GOAL OF THE EXERCISE — Each line from the line containing "of the pointed" through the last line of the entries is to be reproduced exactly as it stands.

[Stored entries]
━━━━━━━━━━━━━━━━━━━━━━━━━━━━━━
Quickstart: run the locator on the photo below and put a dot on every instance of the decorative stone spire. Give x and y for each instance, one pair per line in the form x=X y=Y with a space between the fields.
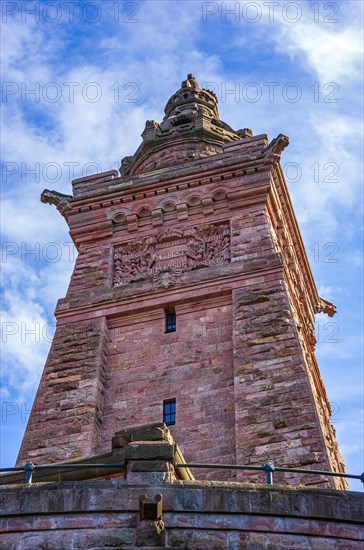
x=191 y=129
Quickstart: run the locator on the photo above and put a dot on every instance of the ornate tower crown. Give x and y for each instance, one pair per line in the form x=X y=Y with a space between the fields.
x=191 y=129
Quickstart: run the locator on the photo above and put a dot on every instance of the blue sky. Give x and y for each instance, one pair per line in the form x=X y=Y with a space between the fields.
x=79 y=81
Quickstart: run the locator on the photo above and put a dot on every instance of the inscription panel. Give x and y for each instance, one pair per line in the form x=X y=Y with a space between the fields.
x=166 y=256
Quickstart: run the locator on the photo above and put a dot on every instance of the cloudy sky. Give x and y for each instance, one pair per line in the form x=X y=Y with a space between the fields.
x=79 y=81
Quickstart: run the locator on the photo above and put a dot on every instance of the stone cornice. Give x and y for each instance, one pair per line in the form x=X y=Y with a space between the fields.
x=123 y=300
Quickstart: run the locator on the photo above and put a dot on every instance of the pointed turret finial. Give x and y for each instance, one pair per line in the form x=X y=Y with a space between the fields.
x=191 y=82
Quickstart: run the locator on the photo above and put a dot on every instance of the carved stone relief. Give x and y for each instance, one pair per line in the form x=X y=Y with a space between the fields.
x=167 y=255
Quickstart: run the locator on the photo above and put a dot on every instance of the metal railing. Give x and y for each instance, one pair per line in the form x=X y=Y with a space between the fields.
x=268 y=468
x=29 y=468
━━━━━━━━━━━━━━━━━━━━━━━━━━━━━━
OUTPUT —
Quickstart: run the locator on the photo above and put a dot on every instance of the pointed turret finial. Give x and y for each instance, one pair per line in the form x=X y=Y with a space between the fields.
x=191 y=82
Quickstart: run the locator on the photo above and put a dot on every instance of the carved stone relief. Give x and y for each instance, one pair per line in the form x=X y=Y with a space between the fields.
x=167 y=255
Quickstart: run the locator on the photo above and put a dot on every instance of the metal railing. Give x and y for each instance, one pair per line in the form x=X y=Y with a space between the fields.
x=268 y=468
x=29 y=468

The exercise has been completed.